- ВЫБРАННЫЙ ОТРЫВОК -

****

Несколько встреч с Георгием Свиридовым

Метель... Зима... Россия! Смута...

Боже, как же трудно быть Мастером в нашем Отечестве!.” Время само неумолимо, часто против наших желаний, придает новые оттенки прежним словам и выражениям, а старые делает выспренними штампами. И если три года назад определение “великий композитор Свиридов” (особенно в день его кончины и в поминальные дни) звучало как единственно возможное — хотя так звали его еще и при жизни, — то сегодня это уже риторическая словесная фигура. Но я не “о великом композиторе Свиридове” буду говорить: мне хочется поведать о трагедийной и горькой судьбе творца русского музыкального искусства. Хотя бы слегка свести вас с бытием человека, вся творческая жизнь которого (с дней учебы у Шостаковича) была сплошным преодолением.

Вот лишь один пример. На юбилейном (в честь 80-летия тогда. еще живого композитора) фестивале исполнялась и поэма “Памяти Сергея Есенина”, написанная Свиридовым на стихи рязанского гения. И когда написанная! Автор “Анны Снегиной” и “Москвы кабацкой” еще полузапретен, еще не признан властью, энтузиасты-издатели еще только начинают разбивать черную ледяную плотину на пути есенинской поэзии к народу. А Георгий Свиридов создает музыкальный памятник златовласому певцу России! И вот прошло почти полвека, переменивших в стране едва ли не все, и, наверное, в консерваторском зале девяностых годов многим людям как-то непривычно и странно было слышать исполняемые Большим хором Академии хорового искусства есенинские могучие глаголы времен гражданской войны: “Мать моя — Родина, я — большевик!” Что и говорить, многие современные авторы подобных (песенных, стихотворных и других) в советское время написанных ими произведений теперь открещиваются от них, делая вид, что нет, не писали, не состояли, не участвовали... Но Свиридов, создавший эту “Поэму” во времена для нее неблагоприятные,— нет, не случайно же он в самые атеистические годы творил православные хоралы и распевы. И ныне во многом благодаря ему проходят фестивали Православной музыки. Не отказался он и от “большевистских” нот и слов. Не в его натуре было отказываться от чего-либо, им созданного. И мы слушаем оправленные в свиридовскую музыку горчайшие откровения, выдохнутые в 1919-м: “Опустели огороды, хаты брошены, заливные луга не покошены... Где ж теперь, мужик, ты приют найдешь?” — слушаем мы нашу сегодняшнюю боль, нынешнюю метельную Смуту.

****

Сохранённые записи данных:
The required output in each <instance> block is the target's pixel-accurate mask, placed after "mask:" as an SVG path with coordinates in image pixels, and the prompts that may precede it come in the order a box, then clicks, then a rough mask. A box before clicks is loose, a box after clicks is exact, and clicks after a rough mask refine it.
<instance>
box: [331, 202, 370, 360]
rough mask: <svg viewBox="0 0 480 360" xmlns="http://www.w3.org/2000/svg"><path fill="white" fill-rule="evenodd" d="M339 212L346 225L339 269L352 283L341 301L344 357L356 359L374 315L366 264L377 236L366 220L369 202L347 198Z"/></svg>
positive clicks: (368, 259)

****

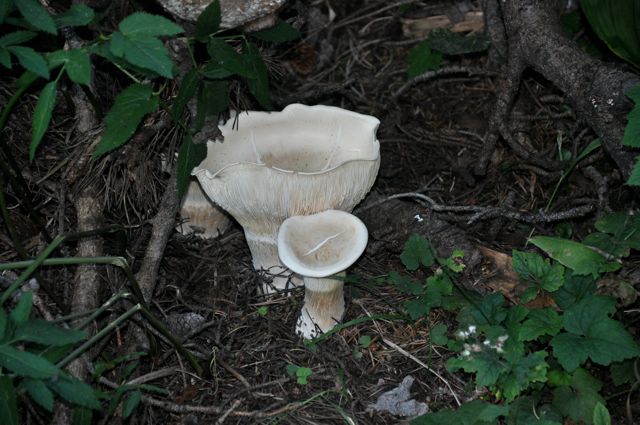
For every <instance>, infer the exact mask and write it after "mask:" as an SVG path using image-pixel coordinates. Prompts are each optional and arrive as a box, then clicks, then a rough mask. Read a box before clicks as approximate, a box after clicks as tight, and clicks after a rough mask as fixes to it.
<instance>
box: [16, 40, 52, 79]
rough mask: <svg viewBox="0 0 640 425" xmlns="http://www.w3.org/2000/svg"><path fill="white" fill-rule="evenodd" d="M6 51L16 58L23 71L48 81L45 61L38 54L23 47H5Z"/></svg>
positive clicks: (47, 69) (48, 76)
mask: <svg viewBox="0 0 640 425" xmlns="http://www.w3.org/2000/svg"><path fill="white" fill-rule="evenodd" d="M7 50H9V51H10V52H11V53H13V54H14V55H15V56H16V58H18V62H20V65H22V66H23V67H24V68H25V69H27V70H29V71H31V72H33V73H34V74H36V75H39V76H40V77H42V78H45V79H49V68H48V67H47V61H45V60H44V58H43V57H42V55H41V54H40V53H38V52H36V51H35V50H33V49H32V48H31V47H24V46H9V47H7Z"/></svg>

****

- ЗАДАНИЕ A -
Какой хор, по словам отрывка о Свиридове, исполнял есенинские строки в консерваторском зале девяностых годов?
- ЗАДАНИЕ B -
Перепишите из отрывка о Свиридове слово в слово кусок, который начинается со слов "Метель... Зима... Россия!" и заканчивается словами "была сплошным преодолением.".

- ОТВЕТ A -
Большой хор Академии хорового искусства.

- ОТВЕТ B -
Метель... Зима... Россия! Смута...

Боже, как же трудно быть Мастером в нашем Отечестве!.” Время само неумолимо, часто против наших желаний, придает новые оттенки прежним словам и выражениям, а старые делает выспренними штампами. И если три года назад определение “великий композитор Свиридов” (особенно в день его кончины и в поминальные дни) звучало как единственно возможное — хотя так звали его еще и при жизни, — то сегодня это уже риторическая словесная фигура. Но я не “о великом композиторе Свиридове” буду говорить: мне хочется поведать о трагедийной и горькой судьбе творца русского музыкального искусства. Хотя бы слегка свести вас с бытием человека, вся творческая жизнь которого (с дней учебы у Шостаковича) была сплошным преодолением.